» **Given task 1**:
Could you rewrite the records, starting at their first line and stopping after the line containing "<point>277,662</point>", with "boy's" changed to "child's" and everything else left as it is?

» **Document extract**:
************

[R] return value of {....}
akshay kulkarni
@k@h@y_e4 @end|ng |rom hotm@||@com
Sun Jan 15 16:34:40 CET 2023
Dear Bill,
Thanks for your reply.....
thanking you,
Yours sincerely,
AKSHAY M KULKARNI
________________________________
From: Bill Dunlap <williamwdunlap using gmail.com>
Sent: Friday, January 13, 2023 10:48 PM
To: Valentin Petzel <valentin using petzel.at>
Cc: akshay kulkarni <akshay_e4 using hotmail.com>; R help Mailing list <r-help using r-project.org>
Subject: Re: [R] return value of {....}
R's
{ expr1; expr2; expr3}
acts much like C's
( expr1, expr2, expr3)
E.g.,
$ cat a.c
#include <stdio.h>
int main(int argc, char* argv[])
{
double y = 10 ;
double x = (printf("Starting... "), y = y + 100, y * 20);
printf("Done: x=%g, y=%g\n", x, y);
return 0;
}
$ gcc -Wall a.c
$ ./a.out
Starting... Done: x=2200, y=110
I don't like that syntax (e.g., commas between expressions instead of the usual semicolons after expressions). Perhaps John Chambers et all didn't either.
-Bill
On Fri, Jan 13, 2023 at 2:28 AM Valentin Petzel <valentin using petzel.at<mailto:valentin using petzel.at>> wrote:
Hello Akshay,
R is quite inspired by LISP, where this is a common thing. It is not in fact that {...} returned something, rather any expression evalulates to some value, and for a compound statement that is the last evaluated expression.
{...} might be seen as similar to LISPs (begin ...).
Now this is a very different thing compared to {...} in something like C, even if it looks or behaves similarly. But in R {...} is in fact an expression and thus has evaluate to some value. This also comes with some nice benefits.
You do not need to use {...} for anything that is a single statement. But you can in each possible place use {...} to turn multiple statements into one.
Now think about a statement like this
f <- function(n) {
x <- runif(n)
x**2
}
Then we can do
y <- f(10)
Now, you suggested way would look like this:
f <- function(n) {
x <- runif(n)
y <- x**2
}
And we'd need to do something like:
f(10)
y <- somehow_get_last_env_of_f$y
So having a compound statement evaluate to a value clearly has a benefit.
Best Regards,
Valentin
09.01.2023 18:05:58 akshay kulkarni <akshay_e4 using hotmail.com<mailto:akshay_e4 using hotmail.com>>:
> Dear Valentin,
> But why should {....} "return" a value? It could just as well evaluate all the expressions and store the resulting objects in whatever environment the interpreter chooses, and then it would be left to the user to manipulate any object he chooses. Don't you think returning the last, or any value, is redundant? We are living in the 21st century world, and the R-core team might,I suppose, have a definite reason for"returning" the last value. Any comments?

************

» **Given task 2**:
Can you extend the R mailing-list thread about the return value of {....}, picking up right after its final sentence?

» **Dataset records**:
************

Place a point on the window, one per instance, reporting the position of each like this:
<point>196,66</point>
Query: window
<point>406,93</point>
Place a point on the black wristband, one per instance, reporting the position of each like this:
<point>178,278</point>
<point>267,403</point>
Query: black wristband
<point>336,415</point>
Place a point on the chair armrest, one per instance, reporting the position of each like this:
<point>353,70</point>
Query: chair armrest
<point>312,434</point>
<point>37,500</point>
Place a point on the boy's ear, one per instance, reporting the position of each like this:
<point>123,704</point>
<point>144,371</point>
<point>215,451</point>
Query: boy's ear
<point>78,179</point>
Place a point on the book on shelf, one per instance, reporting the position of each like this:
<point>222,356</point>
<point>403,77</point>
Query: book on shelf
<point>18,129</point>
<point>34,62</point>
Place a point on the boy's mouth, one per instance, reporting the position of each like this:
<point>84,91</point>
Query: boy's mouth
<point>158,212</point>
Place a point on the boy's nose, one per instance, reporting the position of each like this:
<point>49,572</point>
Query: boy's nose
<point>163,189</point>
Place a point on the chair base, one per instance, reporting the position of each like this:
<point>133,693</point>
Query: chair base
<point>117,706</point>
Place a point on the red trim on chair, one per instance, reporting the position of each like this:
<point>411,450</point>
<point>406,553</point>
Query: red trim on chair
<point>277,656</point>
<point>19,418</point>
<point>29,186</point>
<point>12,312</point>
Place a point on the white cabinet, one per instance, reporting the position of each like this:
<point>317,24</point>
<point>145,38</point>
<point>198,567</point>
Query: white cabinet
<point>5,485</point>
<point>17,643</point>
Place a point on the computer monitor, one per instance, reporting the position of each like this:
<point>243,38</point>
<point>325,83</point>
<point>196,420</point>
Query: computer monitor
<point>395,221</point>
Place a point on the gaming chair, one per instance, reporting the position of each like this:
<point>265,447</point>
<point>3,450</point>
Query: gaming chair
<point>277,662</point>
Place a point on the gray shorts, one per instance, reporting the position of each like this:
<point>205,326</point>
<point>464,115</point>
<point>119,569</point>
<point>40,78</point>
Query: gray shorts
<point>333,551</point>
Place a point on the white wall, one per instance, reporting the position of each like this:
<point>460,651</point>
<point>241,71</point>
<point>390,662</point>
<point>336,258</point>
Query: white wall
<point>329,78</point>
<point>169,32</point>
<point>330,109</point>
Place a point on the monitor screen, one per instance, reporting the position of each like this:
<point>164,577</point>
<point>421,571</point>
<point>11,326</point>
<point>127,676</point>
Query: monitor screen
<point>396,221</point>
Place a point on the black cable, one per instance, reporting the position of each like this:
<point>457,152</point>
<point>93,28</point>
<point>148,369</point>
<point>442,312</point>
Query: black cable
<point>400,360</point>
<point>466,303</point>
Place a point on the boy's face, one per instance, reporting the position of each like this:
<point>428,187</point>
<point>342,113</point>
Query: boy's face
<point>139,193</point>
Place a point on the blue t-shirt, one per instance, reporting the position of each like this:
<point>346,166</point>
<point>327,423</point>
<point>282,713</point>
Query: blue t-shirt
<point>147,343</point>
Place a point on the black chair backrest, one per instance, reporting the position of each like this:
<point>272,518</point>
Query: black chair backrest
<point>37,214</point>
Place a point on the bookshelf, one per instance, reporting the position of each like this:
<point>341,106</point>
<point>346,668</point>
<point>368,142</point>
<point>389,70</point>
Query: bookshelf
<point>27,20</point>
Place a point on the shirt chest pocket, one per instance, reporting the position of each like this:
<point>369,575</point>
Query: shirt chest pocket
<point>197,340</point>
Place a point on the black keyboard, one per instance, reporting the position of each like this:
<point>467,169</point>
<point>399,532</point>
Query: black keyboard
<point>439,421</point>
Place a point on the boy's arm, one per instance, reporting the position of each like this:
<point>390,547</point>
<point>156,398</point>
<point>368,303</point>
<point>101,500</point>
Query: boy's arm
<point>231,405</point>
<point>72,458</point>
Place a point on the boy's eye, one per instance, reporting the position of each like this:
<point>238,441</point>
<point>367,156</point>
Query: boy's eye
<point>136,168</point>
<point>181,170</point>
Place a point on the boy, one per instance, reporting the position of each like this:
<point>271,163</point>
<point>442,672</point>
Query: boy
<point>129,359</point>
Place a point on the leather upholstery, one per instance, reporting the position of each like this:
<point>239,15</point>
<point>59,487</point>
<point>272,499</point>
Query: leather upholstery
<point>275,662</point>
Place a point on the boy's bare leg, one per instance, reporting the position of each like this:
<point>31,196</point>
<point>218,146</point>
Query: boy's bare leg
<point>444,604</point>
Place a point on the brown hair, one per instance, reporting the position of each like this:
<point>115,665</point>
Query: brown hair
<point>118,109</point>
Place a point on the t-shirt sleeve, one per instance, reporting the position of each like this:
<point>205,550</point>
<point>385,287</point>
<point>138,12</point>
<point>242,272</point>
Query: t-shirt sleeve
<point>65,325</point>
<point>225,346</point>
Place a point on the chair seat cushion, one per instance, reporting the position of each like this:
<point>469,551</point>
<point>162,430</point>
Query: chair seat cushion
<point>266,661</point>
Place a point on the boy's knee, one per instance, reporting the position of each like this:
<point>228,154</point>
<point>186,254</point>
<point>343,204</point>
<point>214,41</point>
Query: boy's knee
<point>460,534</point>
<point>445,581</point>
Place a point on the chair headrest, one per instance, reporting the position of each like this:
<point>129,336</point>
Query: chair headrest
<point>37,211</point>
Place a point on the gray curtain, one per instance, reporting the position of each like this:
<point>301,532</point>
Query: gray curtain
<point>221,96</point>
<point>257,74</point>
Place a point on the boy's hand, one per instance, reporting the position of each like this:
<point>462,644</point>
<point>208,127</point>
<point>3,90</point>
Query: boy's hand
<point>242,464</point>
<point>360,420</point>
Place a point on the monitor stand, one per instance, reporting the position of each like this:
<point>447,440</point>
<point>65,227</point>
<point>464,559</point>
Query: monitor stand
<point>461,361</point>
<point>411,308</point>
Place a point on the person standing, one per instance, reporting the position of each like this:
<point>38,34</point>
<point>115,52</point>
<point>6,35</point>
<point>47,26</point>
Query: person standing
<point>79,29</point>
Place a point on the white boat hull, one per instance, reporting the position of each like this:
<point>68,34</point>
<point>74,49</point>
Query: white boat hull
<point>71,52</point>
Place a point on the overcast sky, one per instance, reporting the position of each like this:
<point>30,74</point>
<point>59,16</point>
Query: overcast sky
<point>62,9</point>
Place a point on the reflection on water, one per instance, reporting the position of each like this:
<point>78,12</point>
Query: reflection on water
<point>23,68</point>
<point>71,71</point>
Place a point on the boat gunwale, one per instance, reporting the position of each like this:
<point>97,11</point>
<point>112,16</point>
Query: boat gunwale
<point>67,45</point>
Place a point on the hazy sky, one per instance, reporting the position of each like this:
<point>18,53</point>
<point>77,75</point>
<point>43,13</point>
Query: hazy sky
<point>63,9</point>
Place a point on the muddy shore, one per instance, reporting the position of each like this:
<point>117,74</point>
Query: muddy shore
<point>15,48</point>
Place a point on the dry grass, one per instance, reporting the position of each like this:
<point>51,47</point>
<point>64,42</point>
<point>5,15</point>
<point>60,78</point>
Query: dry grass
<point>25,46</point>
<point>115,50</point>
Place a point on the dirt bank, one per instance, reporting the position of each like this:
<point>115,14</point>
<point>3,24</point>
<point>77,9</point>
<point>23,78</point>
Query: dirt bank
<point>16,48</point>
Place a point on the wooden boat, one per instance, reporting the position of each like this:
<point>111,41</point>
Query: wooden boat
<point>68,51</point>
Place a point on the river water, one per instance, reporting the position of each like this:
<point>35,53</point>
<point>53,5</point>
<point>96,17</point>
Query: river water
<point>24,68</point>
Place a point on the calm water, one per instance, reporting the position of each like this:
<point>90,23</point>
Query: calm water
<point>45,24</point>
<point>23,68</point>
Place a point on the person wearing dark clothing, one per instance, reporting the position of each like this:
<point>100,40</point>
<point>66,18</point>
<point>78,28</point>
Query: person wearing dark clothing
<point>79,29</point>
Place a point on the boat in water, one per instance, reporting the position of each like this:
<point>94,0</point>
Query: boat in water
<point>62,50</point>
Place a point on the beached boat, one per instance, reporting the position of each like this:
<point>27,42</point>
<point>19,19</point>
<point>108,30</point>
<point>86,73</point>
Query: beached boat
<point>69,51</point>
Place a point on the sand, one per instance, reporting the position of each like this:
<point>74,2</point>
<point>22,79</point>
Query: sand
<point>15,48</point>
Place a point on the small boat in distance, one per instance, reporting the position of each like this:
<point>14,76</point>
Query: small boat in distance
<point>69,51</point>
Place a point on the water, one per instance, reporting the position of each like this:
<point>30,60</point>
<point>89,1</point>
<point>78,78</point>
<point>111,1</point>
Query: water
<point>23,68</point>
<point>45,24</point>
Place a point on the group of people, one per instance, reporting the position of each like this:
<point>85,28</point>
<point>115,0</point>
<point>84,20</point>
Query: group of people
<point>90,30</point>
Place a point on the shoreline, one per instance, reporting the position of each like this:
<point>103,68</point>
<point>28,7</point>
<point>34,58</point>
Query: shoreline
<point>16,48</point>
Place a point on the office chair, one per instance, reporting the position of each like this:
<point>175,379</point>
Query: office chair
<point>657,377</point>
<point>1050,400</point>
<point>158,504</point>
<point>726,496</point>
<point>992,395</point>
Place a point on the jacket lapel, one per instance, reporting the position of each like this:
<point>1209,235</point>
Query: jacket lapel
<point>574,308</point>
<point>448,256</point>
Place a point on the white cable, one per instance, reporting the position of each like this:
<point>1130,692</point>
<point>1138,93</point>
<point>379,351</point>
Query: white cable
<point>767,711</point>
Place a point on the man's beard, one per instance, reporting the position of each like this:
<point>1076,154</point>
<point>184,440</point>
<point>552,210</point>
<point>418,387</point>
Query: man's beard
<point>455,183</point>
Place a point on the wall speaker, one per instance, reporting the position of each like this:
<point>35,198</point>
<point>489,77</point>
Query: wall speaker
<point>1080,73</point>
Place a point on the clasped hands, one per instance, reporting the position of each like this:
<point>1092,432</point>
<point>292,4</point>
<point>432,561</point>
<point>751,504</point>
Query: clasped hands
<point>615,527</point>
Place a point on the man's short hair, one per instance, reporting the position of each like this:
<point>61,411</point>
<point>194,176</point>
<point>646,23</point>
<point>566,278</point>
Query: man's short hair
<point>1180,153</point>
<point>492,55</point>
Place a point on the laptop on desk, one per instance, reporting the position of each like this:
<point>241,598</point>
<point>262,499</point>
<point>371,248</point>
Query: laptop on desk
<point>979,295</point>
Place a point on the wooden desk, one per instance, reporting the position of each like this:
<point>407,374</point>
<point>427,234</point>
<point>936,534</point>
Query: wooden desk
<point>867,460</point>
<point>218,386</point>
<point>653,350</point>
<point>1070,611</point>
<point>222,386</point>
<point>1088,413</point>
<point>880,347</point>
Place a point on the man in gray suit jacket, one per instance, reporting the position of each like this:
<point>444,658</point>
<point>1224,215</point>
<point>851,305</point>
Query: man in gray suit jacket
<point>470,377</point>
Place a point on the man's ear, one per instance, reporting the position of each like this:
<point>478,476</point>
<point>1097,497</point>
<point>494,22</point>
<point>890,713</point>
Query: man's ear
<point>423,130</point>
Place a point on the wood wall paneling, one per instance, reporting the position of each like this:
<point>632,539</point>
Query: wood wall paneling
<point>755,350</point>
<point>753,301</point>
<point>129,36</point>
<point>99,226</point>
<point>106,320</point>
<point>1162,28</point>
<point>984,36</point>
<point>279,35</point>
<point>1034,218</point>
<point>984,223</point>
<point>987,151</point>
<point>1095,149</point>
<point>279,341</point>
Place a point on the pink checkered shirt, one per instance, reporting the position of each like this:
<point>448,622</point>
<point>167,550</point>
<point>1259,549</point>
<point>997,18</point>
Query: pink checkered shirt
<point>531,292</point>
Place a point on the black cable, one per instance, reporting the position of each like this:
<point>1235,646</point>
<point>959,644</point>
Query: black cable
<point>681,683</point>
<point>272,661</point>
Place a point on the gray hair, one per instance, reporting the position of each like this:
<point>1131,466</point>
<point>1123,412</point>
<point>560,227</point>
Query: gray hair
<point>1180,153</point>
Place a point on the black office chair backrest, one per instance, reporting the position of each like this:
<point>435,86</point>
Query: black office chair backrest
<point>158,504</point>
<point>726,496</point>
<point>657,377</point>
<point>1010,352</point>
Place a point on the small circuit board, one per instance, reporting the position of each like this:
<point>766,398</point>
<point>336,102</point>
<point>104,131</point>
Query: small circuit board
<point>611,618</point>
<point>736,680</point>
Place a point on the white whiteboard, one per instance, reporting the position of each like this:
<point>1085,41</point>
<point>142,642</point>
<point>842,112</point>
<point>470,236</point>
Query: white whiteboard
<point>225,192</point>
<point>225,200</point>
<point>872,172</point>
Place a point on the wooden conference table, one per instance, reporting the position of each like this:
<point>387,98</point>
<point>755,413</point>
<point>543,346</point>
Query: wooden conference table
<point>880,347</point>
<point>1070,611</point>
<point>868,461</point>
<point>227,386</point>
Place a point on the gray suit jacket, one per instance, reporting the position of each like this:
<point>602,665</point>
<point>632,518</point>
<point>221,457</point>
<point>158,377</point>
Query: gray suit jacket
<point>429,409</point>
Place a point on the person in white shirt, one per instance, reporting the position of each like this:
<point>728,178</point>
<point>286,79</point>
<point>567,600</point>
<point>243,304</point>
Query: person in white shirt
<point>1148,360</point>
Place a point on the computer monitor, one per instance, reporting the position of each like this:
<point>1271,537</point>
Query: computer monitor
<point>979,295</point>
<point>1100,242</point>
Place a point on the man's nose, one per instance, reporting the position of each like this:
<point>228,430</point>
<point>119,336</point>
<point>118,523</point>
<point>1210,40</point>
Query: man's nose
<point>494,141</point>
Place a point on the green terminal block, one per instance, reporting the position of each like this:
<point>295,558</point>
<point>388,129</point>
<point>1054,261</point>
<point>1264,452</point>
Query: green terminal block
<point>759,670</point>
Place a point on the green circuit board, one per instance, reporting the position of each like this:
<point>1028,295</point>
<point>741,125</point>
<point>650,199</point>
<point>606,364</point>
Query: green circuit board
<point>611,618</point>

************

» **Expected output 1**:
Place a point on the window, one per instance, reporting the position of each like this:
<point>196,66</point>
Query: window
<point>406,93</point>
Place a point on the black wristband, one per instance, reporting the position of each like this:
<point>178,278</point>
<point>267,403</point>
Query: black wristband
<point>336,415</point>
Place a point on the chair armrest, one per instance, reporting the position of each like this:
<point>353,70</point>
Query: chair armrest
<point>312,434</point>
<point>37,500</point>
Place a point on the child's ear, one per instance, reporting the position of each like this:
<point>123,704</point>
<point>144,371</point>
<point>215,451</point>
Query: child's ear
<point>78,179</point>
Place a point on the book on shelf, one per instance, reporting the position of each like this:
<point>222,356</point>
<point>403,77</point>
Query: book on shelf
<point>18,129</point>
<point>34,62</point>
Place a point on the child's mouth, one per instance, reporting the position of each like this:
<point>84,91</point>
Query: child's mouth
<point>158,212</point>
Place a point on the child's nose, one per instance, reporting the position of each like this:
<point>49,572</point>
Query: child's nose
<point>163,189</point>
Place a point on the chair base, one per instance, reporting the position of each like this:
<point>133,693</point>
Query: chair base
<point>117,706</point>
Place a point on the red trim on chair, one per instance, reporting the position of each like this:
<point>411,450</point>
<point>406,553</point>
Query: red trim on chair
<point>277,656</point>
<point>19,418</point>
<point>29,186</point>
<point>12,312</point>
Place a point on the white cabinet, one per instance, reporting the position of each like this:
<point>317,24</point>
<point>145,38</point>
<point>198,567</point>
Query: white cabinet
<point>5,485</point>
<point>17,643</point>
Place a point on the computer monitor, one per instance, reporting the position of each like this:
<point>243,38</point>
<point>325,83</point>
<point>196,420</point>
Query: computer monitor
<point>395,221</point>
Place a point on the gaming chair, one per instance, reporting the position of each like this:
<point>265,447</point>
<point>3,450</point>
Query: gaming chair
<point>277,662</point>

» **Expected output 2**:
>
> Thanking you,
> Yours sincerely,
> AKSHAY M KULKARNI
>
> ----------------------------------------
> *From:* Valentin Petzel <valentin using petzel.at<mailto:valentin using petzel.at>>
> *Sent:* Monday, January 9, 2023 9:18 PM
> *To:* akshay kulkarni <akshay_e4 using hotmail.com<mailto:akshay_e4 using hotmail.com>>
> *Cc:* R help Mailing list <r-help using r-project.org<mailto:r-help using r-project.org>>
> *Subject:* Re: [R] return value of {....}
>
> Hello Akshai,
>
> I think you are confusing {...} with local({...}). This one will evaluate the expression in a separate environment, returning the last expression.
>
> {...} simply evaluates multiple expressions as one and returns the result of the last line, but it still evaluates each expression.
>
> Assignment returns the assigned value, so we can chain assignments like this
>
> a <- 1 + (b <- 2)
>
> conveniently.
>
> So when is {...} useful? Well, anyplace where you want to execute complex stuff in a function argument. E.g. you might do:
>
> data %>% group_by(x) %>% summarise(y = {if(x[1] > 10) sum(y) else mean(y)})
>
> Regards,
> Valentin Petzel
>
> 09.01.2023 15:47:53 akshay kulkarni <akshay_e4 using hotmail.com<mailto:akshay_e4 using hotmail.com>>:
>
>> Dear members,
>> I have the following code:
>>
>>> TB <- {x <- 3;y <- 5}
>>> TB
>> [1] 5
>>
>> It is consistent with the documentation: For {, the result of the last expression evaluated. This has the visibility of the last evaluation.
>>
>> But both x AND y are created, but the "return value" is y. How can this be advantageous for solving practical problems? Specifically, consider the following code:
>>
>> F <- function(X) { expr; expr2; { expr5; expr7}; expr8;expr10}
>>
>> Both expr5 and expr7 are created, and are accessible by the code outside of the nested braces right? But the "return value" of the nested braces is expr7. So doesn't this mean that only expr7 should be accessible? Please help me entangle this (of course the return value of F is expr10, and all the other objects created by the preceding expressions are deleted. But expr5 is not, after the control passes outside of the nested braces!)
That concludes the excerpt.